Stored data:
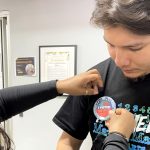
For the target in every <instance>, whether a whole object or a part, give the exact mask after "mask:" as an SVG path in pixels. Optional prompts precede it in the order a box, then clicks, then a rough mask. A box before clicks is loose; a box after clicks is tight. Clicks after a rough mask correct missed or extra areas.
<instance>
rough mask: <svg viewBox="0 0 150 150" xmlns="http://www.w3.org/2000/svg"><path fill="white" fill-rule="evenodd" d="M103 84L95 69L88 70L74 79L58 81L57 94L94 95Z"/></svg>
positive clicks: (74, 77)
mask: <svg viewBox="0 0 150 150" xmlns="http://www.w3.org/2000/svg"><path fill="white" fill-rule="evenodd" d="M102 86H103V82H102V79H101V76H100V74H99V72H98V71H97V70H96V69H92V70H89V71H87V72H84V73H81V74H79V75H76V76H74V77H71V78H68V79H65V80H59V81H57V83H56V87H57V91H58V93H60V94H61V93H68V94H70V95H95V94H98V92H99V88H100V87H102Z"/></svg>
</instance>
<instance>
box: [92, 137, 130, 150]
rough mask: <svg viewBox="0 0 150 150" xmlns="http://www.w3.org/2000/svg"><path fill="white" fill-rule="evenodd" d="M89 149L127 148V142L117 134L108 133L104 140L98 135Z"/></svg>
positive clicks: (120, 149) (114, 149) (111, 149)
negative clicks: (92, 145)
mask: <svg viewBox="0 0 150 150" xmlns="http://www.w3.org/2000/svg"><path fill="white" fill-rule="evenodd" d="M91 150H128V142H127V140H125V139H124V138H123V137H121V136H119V135H117V134H110V135H108V136H107V137H106V138H105V139H104V140H103V139H102V137H101V136H99V137H97V139H96V141H95V142H94V143H93V146H92V149H91Z"/></svg>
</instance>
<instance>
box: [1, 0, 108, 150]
mask: <svg viewBox="0 0 150 150" xmlns="http://www.w3.org/2000/svg"><path fill="white" fill-rule="evenodd" d="M93 9H94V0H82V1H81V0H61V1H60V0H13V1H11V0H0V10H9V11H10V39H11V51H12V52H11V53H12V60H11V78H10V82H11V83H10V84H11V85H20V84H27V83H34V82H38V81H39V75H38V74H39V72H38V69H39V63H38V58H39V45H70V44H71V45H72V44H75V45H77V46H78V48H77V73H80V72H83V71H85V70H87V69H88V68H90V67H92V66H93V65H95V64H97V63H98V62H100V61H102V60H104V59H105V58H106V57H108V53H107V51H106V47H105V44H104V42H103V38H102V31H100V30H99V29H96V28H94V27H93V26H91V25H90V23H89V20H90V17H91V13H92V11H93ZM24 56H27V57H28V56H35V57H36V62H37V64H36V65H37V66H36V68H37V76H36V77H16V76H15V60H16V58H18V57H24ZM64 100H65V98H61V99H60V98H57V99H55V100H53V101H49V102H48V103H45V104H42V105H40V106H38V107H36V108H34V109H32V110H29V111H27V112H25V113H24V117H23V118H20V117H19V116H16V117H14V119H13V136H14V142H15V144H16V150H27V149H28V150H43V149H44V150H50V149H55V145H56V140H57V138H58V135H59V134H60V132H61V131H60V129H59V128H58V127H56V126H55V125H54V123H53V122H52V121H51V119H52V117H53V116H54V114H55V113H56V112H57V110H58V109H59V108H60V106H61V105H62V103H63V101H64ZM90 144H91V140H90V138H88V140H87V141H86V144H85V142H84V144H83V147H82V149H83V150H88V149H90Z"/></svg>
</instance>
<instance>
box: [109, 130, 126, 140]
mask: <svg viewBox="0 0 150 150" xmlns="http://www.w3.org/2000/svg"><path fill="white" fill-rule="evenodd" d="M109 134H116V135H118V136H121V137H122V138H124V139H125V140H126V141H127V142H129V139H128V138H127V137H126V136H124V135H123V134H122V133H119V132H116V131H114V132H110V133H109Z"/></svg>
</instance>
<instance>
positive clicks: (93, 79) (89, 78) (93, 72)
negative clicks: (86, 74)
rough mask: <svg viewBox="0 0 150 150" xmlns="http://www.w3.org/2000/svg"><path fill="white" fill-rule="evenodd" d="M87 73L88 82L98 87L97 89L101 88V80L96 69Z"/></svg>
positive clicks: (91, 70) (101, 83)
mask: <svg viewBox="0 0 150 150" xmlns="http://www.w3.org/2000/svg"><path fill="white" fill-rule="evenodd" d="M87 73H88V75H89V80H88V82H90V81H91V82H93V83H95V84H96V85H98V86H99V87H103V81H102V78H101V76H100V74H99V72H98V71H97V70H96V69H92V70H89V71H88V72H87Z"/></svg>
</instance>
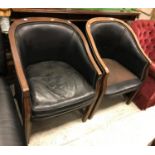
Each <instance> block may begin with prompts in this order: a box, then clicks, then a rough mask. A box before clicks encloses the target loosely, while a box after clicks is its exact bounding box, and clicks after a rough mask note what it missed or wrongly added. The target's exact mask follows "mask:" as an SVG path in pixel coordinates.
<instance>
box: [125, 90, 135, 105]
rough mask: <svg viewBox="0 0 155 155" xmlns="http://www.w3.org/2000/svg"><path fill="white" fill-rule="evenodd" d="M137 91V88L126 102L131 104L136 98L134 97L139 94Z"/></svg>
mask: <svg viewBox="0 0 155 155" xmlns="http://www.w3.org/2000/svg"><path fill="white" fill-rule="evenodd" d="M137 93H138V90H136V91H135V92H133V93H132V94H131V95H130V96H129V98H128V99H127V101H126V104H130V103H131V101H132V100H133V99H134V97H135V96H136V95H137Z"/></svg>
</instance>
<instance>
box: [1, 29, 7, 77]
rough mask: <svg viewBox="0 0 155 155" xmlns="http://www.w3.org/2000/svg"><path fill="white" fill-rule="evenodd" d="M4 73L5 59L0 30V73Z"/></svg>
mask: <svg viewBox="0 0 155 155" xmlns="http://www.w3.org/2000/svg"><path fill="white" fill-rule="evenodd" d="M5 73H6V60H5V52H4V47H3V39H2V33H1V31H0V75H4V74H5Z"/></svg>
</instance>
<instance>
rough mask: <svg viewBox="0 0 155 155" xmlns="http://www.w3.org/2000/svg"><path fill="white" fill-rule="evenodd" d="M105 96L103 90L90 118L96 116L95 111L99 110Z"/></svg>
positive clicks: (99, 97) (98, 98)
mask: <svg viewBox="0 0 155 155" xmlns="http://www.w3.org/2000/svg"><path fill="white" fill-rule="evenodd" d="M103 97H104V93H103V92H102V94H101V95H100V96H99V98H98V99H97V101H96V104H95V105H94V107H93V108H92V110H91V113H90V115H89V117H88V118H89V119H92V118H93V116H94V114H95V112H96V111H97V109H98V107H99V105H100V104H101V103H102V102H103Z"/></svg>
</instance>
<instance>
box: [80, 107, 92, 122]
mask: <svg viewBox="0 0 155 155" xmlns="http://www.w3.org/2000/svg"><path fill="white" fill-rule="evenodd" d="M93 107H94V104H91V105H90V106H88V107H87V108H86V110H85V112H84V114H83V118H82V122H86V121H87V119H88V117H89V115H90V113H91V111H92V109H93Z"/></svg>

_TASK BRIEF_
Copy out every line of the records above exactly as it stands, leaving out the pictures.

_REPLY TO THE EXERCISE_
For the target in every <instance>, whether a whole object or a part, give the exact mask after "mask:" as an SVG path in pixels. Optional prompts precede it in the order a box, then clicks, then a rough mask. A box before clicks is loose; a box after clicks is tight. Clicks after a rough mask correct missed or extra areas.
<instance>
rough mask: <svg viewBox="0 0 150 150" xmlns="http://www.w3.org/2000/svg"><path fill="white" fill-rule="evenodd" d="M103 84L95 69L88 70L74 79L58 81L57 94L94 95Z"/></svg>
positive clicks: (74, 77)
mask: <svg viewBox="0 0 150 150" xmlns="http://www.w3.org/2000/svg"><path fill="white" fill-rule="evenodd" d="M102 86H103V82H102V79H101V76H100V74H99V72H98V71H97V70H96V69H92V70H89V71H87V72H84V73H81V74H79V75H76V76H74V77H71V78H68V79H65V80H59V81H57V83H56V87H57V91H58V93H60V94H61V93H68V94H70V95H95V94H98V92H99V88H100V87H102Z"/></svg>
</instance>
<instance>
box: [92, 137, 130, 150]
rough mask: <svg viewBox="0 0 150 150" xmlns="http://www.w3.org/2000/svg"><path fill="white" fill-rule="evenodd" d="M89 149L127 148V142L117 134L108 133L104 140L98 135Z"/></svg>
positive clicks: (120, 149) (114, 149) (111, 149)
negative clicks: (92, 145)
mask: <svg viewBox="0 0 150 150" xmlns="http://www.w3.org/2000/svg"><path fill="white" fill-rule="evenodd" d="M91 150H128V142H127V140H125V139H124V138H123V137H121V136H119V135H117V134H110V135H108V136H107V137H106V138H105V139H104V140H103V139H102V137H101V136H99V137H97V139H96V141H95V142H94V143H93V146H92V149H91Z"/></svg>
</instance>
<instance>
box: [1, 0, 108, 150]
mask: <svg viewBox="0 0 150 150" xmlns="http://www.w3.org/2000/svg"><path fill="white" fill-rule="evenodd" d="M93 9H94V0H82V1H81V0H61V1H60V0H13V1H11V0H0V10H9V11H10V39H11V51H12V52H11V53H12V60H11V78H10V82H11V83H10V84H11V85H20V84H27V83H34V82H38V81H39V75H38V74H39V72H38V69H39V63H38V58H39V45H70V44H71V45H72V44H75V45H77V46H78V48H77V73H80V72H83V71H85V70H87V69H88V68H90V67H92V66H93V65H95V64H97V63H98V62H100V61H102V60H104V59H105V58H106V57H108V53H107V51H106V47H105V44H104V42H103V38H102V31H100V30H99V29H96V28H94V27H93V26H91V25H90V23H89V20H90V17H91V13H92V11H93ZM24 56H27V57H28V56H35V57H36V62H37V64H36V65H37V66H36V68H37V76H36V77H16V76H15V60H16V58H18V57H24ZM64 100H65V98H61V99H60V98H57V99H55V100H53V101H49V102H48V103H45V104H42V105H40V106H38V107H36V108H34V109H32V110H29V111H27V112H25V113H24V117H23V118H20V117H19V116H16V117H14V119H13V136H14V142H15V144H16V150H27V149H28V150H43V149H44V150H50V149H55V145H56V140H57V138H58V135H59V134H60V132H61V131H60V129H59V128H58V127H56V126H55V125H54V123H53V122H52V121H51V119H52V117H53V116H54V114H55V113H56V112H57V110H58V109H59V108H60V106H61V105H62V103H63V101H64ZM90 144H91V140H90V138H88V140H87V141H86V144H85V142H84V144H83V147H82V149H83V150H88V149H90Z"/></svg>
</instance>
<instance>
box: [109, 130, 126, 140]
mask: <svg viewBox="0 0 150 150" xmlns="http://www.w3.org/2000/svg"><path fill="white" fill-rule="evenodd" d="M109 134H116V135H118V136H121V137H122V138H124V139H125V140H126V141H127V142H129V139H128V138H127V137H126V136H124V135H123V134H122V133H119V132H116V131H114V132H110V133H109Z"/></svg>
</instance>
<instance>
positive clicks: (93, 79) (89, 78) (93, 72)
negative clicks: (86, 74)
rough mask: <svg viewBox="0 0 150 150" xmlns="http://www.w3.org/2000/svg"><path fill="white" fill-rule="evenodd" d="M87 73L88 82L98 87L97 89L101 88V80L96 69Z"/></svg>
positive clicks: (91, 70) (101, 83)
mask: <svg viewBox="0 0 150 150" xmlns="http://www.w3.org/2000/svg"><path fill="white" fill-rule="evenodd" d="M87 73H88V75H89V80H88V82H90V81H91V82H93V83H95V84H96V85H98V86H99V87H103V81H102V78H101V76H100V74H99V72H98V71H97V70H96V69H92V70H89V71H88V72H87Z"/></svg>
</instance>
Each <instance> block may begin with prompts in this order: a box, then clicks, then a rough mask. A box before clicks encloses the target loosely, while a box after clicks is its exact bounding box, and clicks after a rough mask note what it missed or wrongly added. The target's exact mask follows "mask:" as an SVG path in pixel coordinates.
<instance>
box: [125, 90, 135, 105]
rough mask: <svg viewBox="0 0 155 155" xmlns="http://www.w3.org/2000/svg"><path fill="white" fill-rule="evenodd" d="M137 91V88L126 102L131 104L136 98L134 97L139 94Z"/></svg>
mask: <svg viewBox="0 0 155 155" xmlns="http://www.w3.org/2000/svg"><path fill="white" fill-rule="evenodd" d="M137 93H138V90H136V91H135V92H133V93H132V94H131V95H130V96H129V98H128V99H127V101H126V104H130V103H131V101H132V100H133V99H134V97H135V96H136V95H137Z"/></svg>
</instance>
<instance>
box: [1, 29, 7, 77]
rough mask: <svg viewBox="0 0 155 155" xmlns="http://www.w3.org/2000/svg"><path fill="white" fill-rule="evenodd" d="M4 73L5 59L0 30V73Z"/></svg>
mask: <svg viewBox="0 0 155 155" xmlns="http://www.w3.org/2000/svg"><path fill="white" fill-rule="evenodd" d="M5 73H6V60H5V52H4V47H3V39H2V33H1V31H0V75H4V74H5Z"/></svg>
</instance>
<instance>
rough mask: <svg viewBox="0 0 155 155" xmlns="http://www.w3.org/2000/svg"><path fill="white" fill-rule="evenodd" d="M105 96L103 90L90 118L96 116L95 111L99 110Z"/></svg>
positive clicks: (99, 97) (98, 98)
mask: <svg viewBox="0 0 155 155" xmlns="http://www.w3.org/2000/svg"><path fill="white" fill-rule="evenodd" d="M103 97H104V93H103V92H102V94H101V95H100V96H99V98H98V99H97V101H96V104H95V105H94V107H93V108H92V110H91V113H90V115H89V117H88V118H89V119H92V118H93V116H94V114H95V112H96V111H97V109H98V107H99V105H100V104H101V103H102V102H103Z"/></svg>
</instance>
<instance>
box: [80, 107, 92, 122]
mask: <svg viewBox="0 0 155 155" xmlns="http://www.w3.org/2000/svg"><path fill="white" fill-rule="evenodd" d="M93 107H94V104H91V105H90V106H88V107H87V108H86V110H85V112H84V114H83V118H82V122H86V121H87V119H88V117H89V115H90V113H91V111H92V109H93Z"/></svg>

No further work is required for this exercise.